What needs to be done. In the part that opens with the line containing "Pop quiz! Can you mark the soldier's" and closes with the line containing "[85,6,125,45]", change every "bounding box" to "rectangle" and leave all else as it is. Return only those lines.

Records shown.
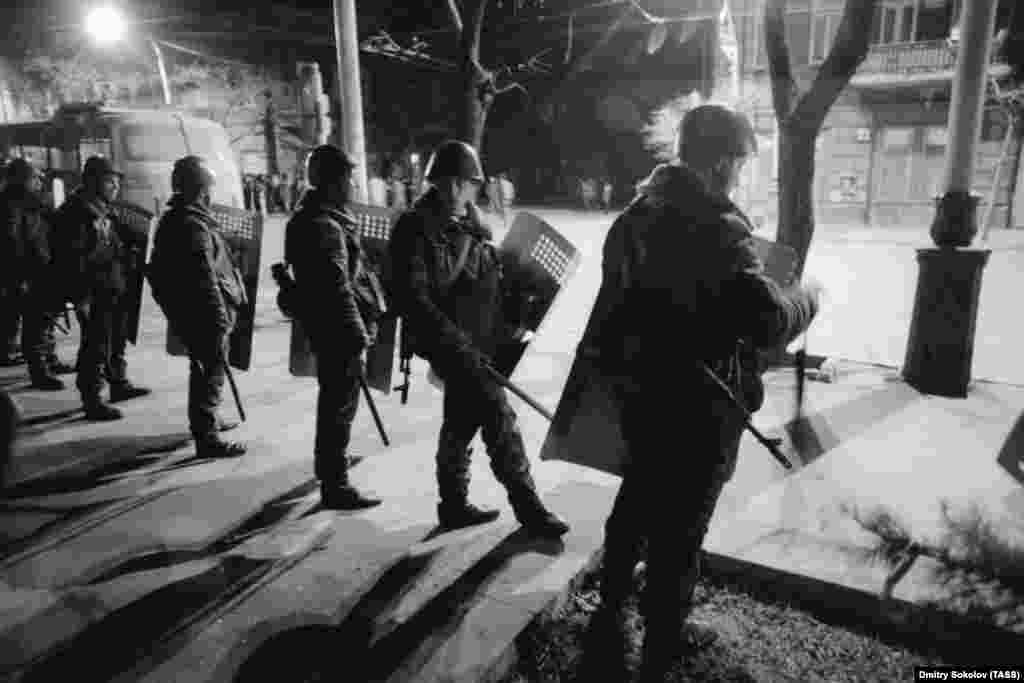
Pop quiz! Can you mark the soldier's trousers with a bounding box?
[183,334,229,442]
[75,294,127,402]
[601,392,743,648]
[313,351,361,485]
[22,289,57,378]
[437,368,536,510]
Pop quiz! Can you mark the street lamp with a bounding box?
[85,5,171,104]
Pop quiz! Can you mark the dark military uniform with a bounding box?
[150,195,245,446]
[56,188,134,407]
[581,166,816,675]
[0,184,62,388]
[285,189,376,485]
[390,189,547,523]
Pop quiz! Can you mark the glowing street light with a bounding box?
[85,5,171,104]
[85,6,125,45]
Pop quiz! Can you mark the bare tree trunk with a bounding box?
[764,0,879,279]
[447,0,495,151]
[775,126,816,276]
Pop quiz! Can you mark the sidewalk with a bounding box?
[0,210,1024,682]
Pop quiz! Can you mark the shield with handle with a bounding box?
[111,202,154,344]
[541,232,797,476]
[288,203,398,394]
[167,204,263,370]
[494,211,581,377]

--

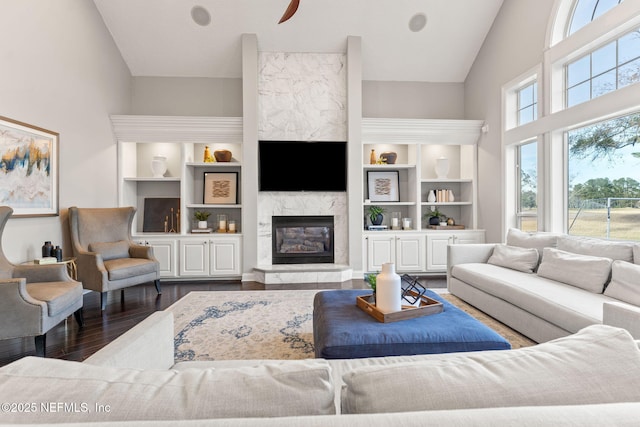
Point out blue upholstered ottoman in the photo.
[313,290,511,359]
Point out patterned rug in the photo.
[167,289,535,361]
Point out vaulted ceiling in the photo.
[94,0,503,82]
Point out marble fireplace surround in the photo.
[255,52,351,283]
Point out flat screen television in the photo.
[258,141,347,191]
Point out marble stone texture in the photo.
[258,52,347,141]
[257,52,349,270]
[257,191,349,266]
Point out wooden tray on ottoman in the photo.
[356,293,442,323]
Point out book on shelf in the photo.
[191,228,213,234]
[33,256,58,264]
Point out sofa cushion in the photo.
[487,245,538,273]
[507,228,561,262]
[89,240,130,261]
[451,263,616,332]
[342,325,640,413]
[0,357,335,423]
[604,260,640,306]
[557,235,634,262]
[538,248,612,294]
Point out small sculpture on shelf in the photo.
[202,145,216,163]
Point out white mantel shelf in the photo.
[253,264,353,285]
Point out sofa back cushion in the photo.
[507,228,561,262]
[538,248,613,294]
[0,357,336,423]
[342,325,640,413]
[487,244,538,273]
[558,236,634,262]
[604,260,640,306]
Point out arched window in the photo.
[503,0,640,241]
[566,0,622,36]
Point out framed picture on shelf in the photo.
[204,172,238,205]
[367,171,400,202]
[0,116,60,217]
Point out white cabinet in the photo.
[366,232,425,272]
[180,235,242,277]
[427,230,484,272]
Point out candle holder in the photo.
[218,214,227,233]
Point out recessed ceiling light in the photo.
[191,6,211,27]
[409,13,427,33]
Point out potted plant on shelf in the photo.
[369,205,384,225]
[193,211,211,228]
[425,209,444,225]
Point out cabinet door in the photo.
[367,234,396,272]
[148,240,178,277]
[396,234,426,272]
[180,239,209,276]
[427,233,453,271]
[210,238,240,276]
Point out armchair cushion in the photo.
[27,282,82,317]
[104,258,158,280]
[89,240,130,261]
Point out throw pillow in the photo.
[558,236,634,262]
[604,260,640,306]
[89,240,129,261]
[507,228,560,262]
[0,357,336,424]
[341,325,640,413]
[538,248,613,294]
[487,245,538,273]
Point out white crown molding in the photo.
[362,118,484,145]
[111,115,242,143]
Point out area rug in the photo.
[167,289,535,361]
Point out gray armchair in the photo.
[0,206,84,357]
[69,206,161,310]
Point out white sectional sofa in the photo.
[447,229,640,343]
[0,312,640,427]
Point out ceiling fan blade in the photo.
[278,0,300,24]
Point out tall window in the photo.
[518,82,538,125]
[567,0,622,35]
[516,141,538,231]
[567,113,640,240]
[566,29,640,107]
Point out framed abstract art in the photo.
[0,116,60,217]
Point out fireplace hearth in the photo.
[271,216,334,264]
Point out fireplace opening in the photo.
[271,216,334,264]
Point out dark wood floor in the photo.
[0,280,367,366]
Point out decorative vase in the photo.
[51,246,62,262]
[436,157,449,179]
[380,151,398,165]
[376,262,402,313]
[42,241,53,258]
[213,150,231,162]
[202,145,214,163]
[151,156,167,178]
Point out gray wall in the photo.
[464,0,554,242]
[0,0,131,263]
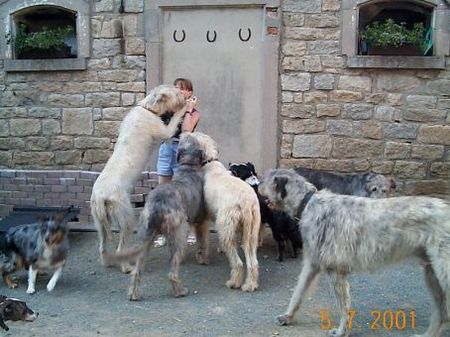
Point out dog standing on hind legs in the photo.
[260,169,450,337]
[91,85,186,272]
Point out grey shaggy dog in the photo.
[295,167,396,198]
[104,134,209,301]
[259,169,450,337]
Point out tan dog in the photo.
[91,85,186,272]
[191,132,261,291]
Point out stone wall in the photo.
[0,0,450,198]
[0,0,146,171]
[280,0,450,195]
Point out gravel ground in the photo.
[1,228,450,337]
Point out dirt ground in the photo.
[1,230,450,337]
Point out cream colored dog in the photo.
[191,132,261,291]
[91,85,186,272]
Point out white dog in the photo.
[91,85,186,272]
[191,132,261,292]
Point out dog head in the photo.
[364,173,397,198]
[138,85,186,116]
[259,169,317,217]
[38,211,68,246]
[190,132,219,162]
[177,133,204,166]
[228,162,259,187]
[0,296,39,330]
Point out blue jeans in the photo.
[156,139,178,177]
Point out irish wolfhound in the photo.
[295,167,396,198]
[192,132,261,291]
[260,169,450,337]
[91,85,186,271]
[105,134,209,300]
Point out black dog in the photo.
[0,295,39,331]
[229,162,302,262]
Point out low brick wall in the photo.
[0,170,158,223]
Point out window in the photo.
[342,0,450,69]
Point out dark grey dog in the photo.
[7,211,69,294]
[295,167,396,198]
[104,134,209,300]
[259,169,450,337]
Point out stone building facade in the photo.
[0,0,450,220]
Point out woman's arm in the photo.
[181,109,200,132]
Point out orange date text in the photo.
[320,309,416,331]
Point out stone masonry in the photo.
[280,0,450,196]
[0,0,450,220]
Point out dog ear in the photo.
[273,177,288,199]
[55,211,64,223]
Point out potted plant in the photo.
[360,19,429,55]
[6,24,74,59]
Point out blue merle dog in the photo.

Solution.
Pop quiz! Can you mark the soldier's trousers with a rectangle?
[183,334,229,442]
[75,294,127,402]
[601,392,743,648]
[313,351,361,485]
[22,289,57,378]
[437,368,536,510]
Pop quiz! Can you mark the street lamp with a rectangle?
[85,5,171,104]
Pop quiz! Can you mark the dark military uniform with a rectangle?
[150,195,245,446]
[56,188,134,407]
[581,166,816,675]
[0,184,62,388]
[285,189,376,485]
[390,189,547,523]
Pop quiz! Can you mark the glowing street light with a rectangle?
[85,5,171,104]
[85,6,125,45]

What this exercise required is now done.